研究課題/領域番号 |
19K18780
|
研究機関 | 京都大学 |
研究代表者 |
岡本 志央 京都大学, ウイルス・再生医科学研究所, 研究員 (10838139)
|
研究期間 (年度) |
2019-04-01 – 2022-03-31
|
キーワード | 接着斑 / focal adhesion kinase / 蝸牛有毛細胞 / 平面内細胞極性 / 収斂伸長 |
研究実績の概要 |
申請者は以前、繊毛蛋白であるIntestinal Cell Kinase(ICK)が、マウス蝸牛の発生期において、有毛細胞の繊毛内輸送に関与し、収斂伸長(Convergent extension:CE)や平面内細胞極性(Planar Cell Polarity:PCP)を制御することを明らかにした。蝸牛におけるCEとは、蝸牛感覚上皮予定領域の前駆細胞群がダイナミックに移動することにより、組織の幅を収斂させると同時に前後方向に伸長させる形態形成の仕組みである。ICKの欠失した蝸牛ではCE阻害と有毛細胞におけるPCP障害が観察された。CE阻害とPCP障害の両者をきたす表現型は、繊毛蛋白のみならず、古典的なcore PCP蛋白の欠損によっても生じることが知られているが、PCPとCE両者の制御に共通するメカニズムについては未解明である。 接着斑(Focal adhesion:FA)は細胞基質間の接着装置であり、FAを構成する蛋白質は、外部の環境変化を受容し、その情報は細胞内のアクトミオシンを介して、核へと伝達される。さらに核内におけるクロマチン構造や遺伝子発現制御の変化により、細胞の分化や移動が制御される。そこで申請者はFA構成要素であるFocal adhesion kinase(FAK)に着目し、その発現パターンをin situ hybridizationと免疫染色により解析したところ、胎生11.5日から15.5日までは蝸牛感覚上皮細胞の頂側面と基底面に同程度発現していたが、胎生18.5日では基底面の発現が低下する一方、頂側面の発現が増加し、さらに生後30日では内・外有毛細胞の頂側面にのみに強い発現が観察された。この結果より、FAKは蝸牛感覚上皮の発生段階において、初期には感覚上皮細胞の頂側面および基底面の両者において、後期は頂側面のみにおいて機能を有している可能性が考えられる。

- **課題内容**:
蝸牛の発生とFAKに関する研究概要を、最後の文の後から書き継いでもらえますか？ この後に載せる資料は参照しなくて構いません。

- **データ内容**:
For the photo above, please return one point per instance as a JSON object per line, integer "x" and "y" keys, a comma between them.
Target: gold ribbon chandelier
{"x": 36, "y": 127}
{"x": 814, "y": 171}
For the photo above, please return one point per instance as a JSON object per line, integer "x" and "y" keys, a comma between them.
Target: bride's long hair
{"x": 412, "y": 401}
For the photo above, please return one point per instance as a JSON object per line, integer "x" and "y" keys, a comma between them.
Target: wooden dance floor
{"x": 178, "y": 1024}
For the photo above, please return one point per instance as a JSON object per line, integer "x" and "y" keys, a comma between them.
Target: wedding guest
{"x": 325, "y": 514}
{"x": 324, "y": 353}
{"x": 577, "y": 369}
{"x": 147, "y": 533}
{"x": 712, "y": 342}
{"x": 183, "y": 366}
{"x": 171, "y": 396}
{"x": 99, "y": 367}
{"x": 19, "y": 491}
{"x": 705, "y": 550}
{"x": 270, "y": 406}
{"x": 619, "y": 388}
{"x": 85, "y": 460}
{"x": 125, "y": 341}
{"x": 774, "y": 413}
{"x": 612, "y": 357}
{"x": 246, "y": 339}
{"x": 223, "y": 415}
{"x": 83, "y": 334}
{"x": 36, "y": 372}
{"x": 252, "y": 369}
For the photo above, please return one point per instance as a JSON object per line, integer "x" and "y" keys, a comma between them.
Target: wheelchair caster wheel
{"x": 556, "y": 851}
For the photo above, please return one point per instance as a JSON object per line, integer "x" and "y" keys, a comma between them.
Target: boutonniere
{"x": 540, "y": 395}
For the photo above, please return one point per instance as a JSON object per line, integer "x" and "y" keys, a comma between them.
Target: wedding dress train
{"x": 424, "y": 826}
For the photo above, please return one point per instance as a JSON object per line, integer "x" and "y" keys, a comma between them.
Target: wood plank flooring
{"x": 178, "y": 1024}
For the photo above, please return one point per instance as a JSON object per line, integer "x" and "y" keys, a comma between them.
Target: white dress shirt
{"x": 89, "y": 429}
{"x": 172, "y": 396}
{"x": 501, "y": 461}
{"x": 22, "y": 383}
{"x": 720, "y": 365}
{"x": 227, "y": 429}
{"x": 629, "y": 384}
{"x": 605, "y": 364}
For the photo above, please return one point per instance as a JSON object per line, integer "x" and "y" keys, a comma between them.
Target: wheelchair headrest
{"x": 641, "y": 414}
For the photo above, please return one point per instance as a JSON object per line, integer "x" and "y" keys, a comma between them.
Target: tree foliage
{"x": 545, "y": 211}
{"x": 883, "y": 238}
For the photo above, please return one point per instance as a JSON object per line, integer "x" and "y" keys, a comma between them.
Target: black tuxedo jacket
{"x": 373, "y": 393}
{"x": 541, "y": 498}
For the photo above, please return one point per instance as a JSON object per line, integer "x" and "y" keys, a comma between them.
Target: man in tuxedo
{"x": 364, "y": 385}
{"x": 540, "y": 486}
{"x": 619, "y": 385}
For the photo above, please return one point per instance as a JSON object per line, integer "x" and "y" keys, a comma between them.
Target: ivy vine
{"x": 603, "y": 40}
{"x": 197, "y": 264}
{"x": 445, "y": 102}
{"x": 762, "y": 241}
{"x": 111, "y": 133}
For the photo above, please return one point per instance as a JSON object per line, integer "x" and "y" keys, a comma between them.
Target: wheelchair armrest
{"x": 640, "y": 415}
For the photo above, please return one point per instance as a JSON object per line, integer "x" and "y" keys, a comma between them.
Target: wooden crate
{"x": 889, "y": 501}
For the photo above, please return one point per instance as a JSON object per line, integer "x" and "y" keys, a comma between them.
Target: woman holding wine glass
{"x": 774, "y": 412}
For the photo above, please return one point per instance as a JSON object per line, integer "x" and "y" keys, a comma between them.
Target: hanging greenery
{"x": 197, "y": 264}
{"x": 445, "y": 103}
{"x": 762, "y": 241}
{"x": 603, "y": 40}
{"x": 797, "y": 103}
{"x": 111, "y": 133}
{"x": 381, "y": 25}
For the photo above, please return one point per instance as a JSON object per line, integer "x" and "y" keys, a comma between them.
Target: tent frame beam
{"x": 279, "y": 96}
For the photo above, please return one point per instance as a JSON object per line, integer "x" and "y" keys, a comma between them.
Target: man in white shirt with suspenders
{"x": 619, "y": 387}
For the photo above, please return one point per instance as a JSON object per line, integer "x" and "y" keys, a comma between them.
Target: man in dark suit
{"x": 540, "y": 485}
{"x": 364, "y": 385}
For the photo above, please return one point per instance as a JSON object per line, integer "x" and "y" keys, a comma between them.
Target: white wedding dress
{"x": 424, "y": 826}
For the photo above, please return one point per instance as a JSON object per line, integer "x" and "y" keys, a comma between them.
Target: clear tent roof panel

* * *

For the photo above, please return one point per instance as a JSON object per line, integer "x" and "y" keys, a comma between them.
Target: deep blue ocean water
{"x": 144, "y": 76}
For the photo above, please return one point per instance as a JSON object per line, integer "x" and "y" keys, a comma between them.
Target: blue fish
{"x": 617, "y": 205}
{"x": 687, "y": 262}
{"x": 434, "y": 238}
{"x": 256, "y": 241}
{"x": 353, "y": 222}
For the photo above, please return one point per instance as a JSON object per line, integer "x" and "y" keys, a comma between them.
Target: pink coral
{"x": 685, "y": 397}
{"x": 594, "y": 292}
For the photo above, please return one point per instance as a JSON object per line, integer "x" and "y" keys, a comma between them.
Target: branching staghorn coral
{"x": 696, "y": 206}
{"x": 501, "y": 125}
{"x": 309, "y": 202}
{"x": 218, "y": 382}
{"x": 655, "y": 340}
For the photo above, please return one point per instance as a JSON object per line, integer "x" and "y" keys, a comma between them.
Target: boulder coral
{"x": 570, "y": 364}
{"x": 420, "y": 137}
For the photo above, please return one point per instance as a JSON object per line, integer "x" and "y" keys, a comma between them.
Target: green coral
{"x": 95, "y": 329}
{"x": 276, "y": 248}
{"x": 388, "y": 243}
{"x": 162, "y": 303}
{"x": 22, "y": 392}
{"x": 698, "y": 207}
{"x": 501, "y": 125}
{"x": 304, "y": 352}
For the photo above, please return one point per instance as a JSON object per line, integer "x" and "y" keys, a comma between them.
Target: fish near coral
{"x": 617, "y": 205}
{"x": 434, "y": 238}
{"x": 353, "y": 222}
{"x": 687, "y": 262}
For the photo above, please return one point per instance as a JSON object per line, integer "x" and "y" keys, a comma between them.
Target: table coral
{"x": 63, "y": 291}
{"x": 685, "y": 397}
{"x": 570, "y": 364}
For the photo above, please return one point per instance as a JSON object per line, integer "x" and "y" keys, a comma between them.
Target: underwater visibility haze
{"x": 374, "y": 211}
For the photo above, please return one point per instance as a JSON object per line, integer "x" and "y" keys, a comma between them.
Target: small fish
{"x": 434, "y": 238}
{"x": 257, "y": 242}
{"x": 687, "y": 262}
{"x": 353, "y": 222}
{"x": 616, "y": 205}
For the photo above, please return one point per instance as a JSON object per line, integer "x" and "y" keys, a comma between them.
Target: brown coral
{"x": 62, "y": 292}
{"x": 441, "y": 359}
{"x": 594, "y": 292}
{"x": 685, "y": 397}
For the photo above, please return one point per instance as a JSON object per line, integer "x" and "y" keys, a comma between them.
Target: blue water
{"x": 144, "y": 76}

---

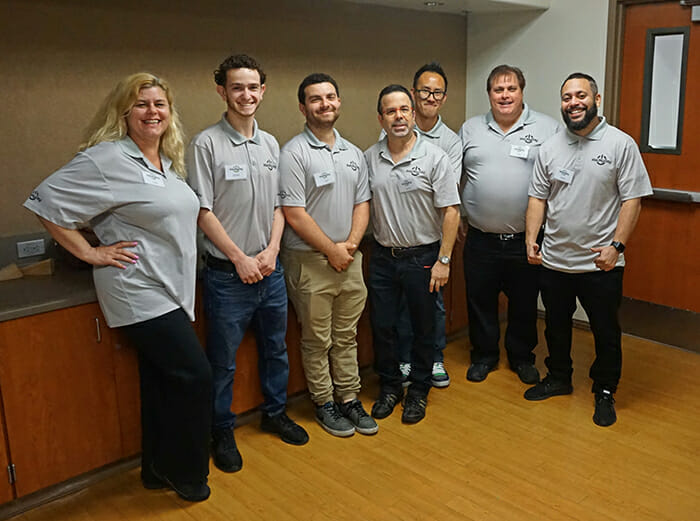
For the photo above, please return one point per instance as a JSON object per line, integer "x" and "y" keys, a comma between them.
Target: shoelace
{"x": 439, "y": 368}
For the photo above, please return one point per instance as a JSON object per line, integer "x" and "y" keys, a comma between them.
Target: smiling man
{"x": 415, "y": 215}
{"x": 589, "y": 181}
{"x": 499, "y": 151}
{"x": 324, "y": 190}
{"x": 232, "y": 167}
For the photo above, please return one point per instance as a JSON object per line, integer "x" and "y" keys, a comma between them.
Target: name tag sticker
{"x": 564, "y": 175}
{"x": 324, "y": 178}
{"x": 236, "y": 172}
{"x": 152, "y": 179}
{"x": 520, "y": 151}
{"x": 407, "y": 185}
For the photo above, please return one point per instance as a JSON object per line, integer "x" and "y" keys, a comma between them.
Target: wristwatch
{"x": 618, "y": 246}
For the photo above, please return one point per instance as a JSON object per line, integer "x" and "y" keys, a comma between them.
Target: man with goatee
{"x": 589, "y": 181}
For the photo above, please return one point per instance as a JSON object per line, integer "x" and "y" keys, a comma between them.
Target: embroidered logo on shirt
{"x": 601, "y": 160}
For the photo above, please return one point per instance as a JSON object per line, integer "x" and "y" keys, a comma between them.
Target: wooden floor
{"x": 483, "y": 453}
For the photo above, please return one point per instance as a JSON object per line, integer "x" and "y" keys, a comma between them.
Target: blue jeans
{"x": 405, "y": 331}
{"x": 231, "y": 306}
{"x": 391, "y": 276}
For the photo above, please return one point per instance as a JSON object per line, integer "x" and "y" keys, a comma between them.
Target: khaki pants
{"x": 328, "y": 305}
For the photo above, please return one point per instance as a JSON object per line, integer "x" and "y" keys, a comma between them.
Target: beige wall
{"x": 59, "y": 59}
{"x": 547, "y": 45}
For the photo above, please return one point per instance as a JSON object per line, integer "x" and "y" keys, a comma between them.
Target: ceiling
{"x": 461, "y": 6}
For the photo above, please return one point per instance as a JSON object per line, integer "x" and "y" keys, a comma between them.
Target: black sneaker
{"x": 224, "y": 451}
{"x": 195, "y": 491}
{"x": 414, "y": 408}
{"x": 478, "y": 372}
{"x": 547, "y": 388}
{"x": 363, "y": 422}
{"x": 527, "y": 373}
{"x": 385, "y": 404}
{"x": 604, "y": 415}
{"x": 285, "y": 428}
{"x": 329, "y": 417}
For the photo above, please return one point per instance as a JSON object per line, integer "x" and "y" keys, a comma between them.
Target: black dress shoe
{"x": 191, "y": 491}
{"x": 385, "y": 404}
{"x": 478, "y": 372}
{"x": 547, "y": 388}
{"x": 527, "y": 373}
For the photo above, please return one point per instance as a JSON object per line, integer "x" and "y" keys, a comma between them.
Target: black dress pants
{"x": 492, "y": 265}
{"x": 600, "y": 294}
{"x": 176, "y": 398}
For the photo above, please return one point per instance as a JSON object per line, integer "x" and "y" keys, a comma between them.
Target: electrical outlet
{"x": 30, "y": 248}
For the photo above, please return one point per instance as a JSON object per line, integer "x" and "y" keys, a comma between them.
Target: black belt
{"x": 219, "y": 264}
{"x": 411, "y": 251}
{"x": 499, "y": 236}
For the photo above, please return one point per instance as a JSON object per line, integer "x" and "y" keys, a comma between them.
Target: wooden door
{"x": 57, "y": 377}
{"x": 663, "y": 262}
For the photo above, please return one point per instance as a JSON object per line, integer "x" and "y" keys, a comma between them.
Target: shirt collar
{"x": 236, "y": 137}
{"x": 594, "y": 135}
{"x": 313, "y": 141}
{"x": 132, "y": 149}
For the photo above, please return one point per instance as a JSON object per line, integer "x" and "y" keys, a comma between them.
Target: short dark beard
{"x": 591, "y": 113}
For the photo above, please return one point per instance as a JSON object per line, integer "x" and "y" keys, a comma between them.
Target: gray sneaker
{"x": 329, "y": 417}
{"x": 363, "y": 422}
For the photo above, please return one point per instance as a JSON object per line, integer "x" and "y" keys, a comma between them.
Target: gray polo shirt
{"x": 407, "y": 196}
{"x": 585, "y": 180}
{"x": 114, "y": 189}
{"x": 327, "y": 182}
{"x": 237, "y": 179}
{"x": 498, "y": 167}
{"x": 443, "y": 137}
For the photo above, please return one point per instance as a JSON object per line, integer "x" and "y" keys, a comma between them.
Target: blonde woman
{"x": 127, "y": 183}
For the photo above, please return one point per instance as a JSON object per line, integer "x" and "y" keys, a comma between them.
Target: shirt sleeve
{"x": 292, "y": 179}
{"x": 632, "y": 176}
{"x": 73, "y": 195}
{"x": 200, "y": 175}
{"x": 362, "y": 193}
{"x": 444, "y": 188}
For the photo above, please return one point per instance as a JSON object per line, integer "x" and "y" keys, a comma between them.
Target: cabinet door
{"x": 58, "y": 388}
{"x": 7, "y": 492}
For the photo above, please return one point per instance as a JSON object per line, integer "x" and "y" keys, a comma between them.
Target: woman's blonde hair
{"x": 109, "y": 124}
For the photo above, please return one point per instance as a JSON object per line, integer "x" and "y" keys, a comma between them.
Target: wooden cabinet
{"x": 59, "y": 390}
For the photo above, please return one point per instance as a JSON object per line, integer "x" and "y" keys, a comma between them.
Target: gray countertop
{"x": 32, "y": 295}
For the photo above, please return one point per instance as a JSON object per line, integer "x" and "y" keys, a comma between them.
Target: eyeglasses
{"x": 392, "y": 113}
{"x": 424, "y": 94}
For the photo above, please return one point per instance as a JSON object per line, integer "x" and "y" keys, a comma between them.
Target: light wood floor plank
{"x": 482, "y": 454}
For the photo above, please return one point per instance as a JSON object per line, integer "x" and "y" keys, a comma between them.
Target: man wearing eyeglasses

- **解答**:
|
現在までの達成度 (区分) |
現在までの達成度 (区分)
3: やや遅れている
理由
本計画においてまずはFAKコンディショナルノックアウトマウスを作製し、FAKの蝸牛感覚上皮における機能解析を行う予定であるが、マウスを飼育する動物舎の気圧が上昇するという問題が生じ、マウスの繁殖に悪影響をきたした。マウスの健康状態を注視しながら、今後慎重に繁殖を進めていく予定である。
|
今後の研究の推進方策 |
今後はFAKコンディショナルノックアウトマウスを作製し、FAKを蝸牛の発生段階において時期特異的に欠失させることにより、発生段階時期毎に、FAKの、蝸牛感覚上皮の形態形成における機能解析を行う。コンディショナルノックアウトマウス作製に必要なCreマウスについては、当初は蝸牛予定領域の前駆細胞において特異的にCreを発現するSox2-CreERマウスを用いる予定であったが、このマウスはノックインマウスであり、Sox2は蝸牛感覚上皮の発生段階において、発現量が減少すると内有毛細胞が増加することが知られているため、CAG-CreERマウスを用いることとした。このマウスを使用するにあたり、まずは蝸牛感覚上皮におけるCreの発現パターンを、レポーターマウスと交配させることにより解析する。蝸牛感覚上皮細胞において、期待通りCreが発現することが検証できれば、次にCAG-CreERマウスを用いて、FAKコンディショナルノックアウトマウスを作製し、胎生11.5日、13.5日、15.5日にタモキシフェンを投与し、FAKを時期特異的に欠失させた場合の表現型について解析する予定である。
|
次年度使用額が生じた理由 |
マウスの繁殖に問題が生じ、実験が計画通り進まなかったことにより、次年度使用額が生じる状況となった。次年度使用額と翌年度分の助成金は、主にマウス飼育費、免疫染色等の解析に用いる試薬、器具等に使用する予定である。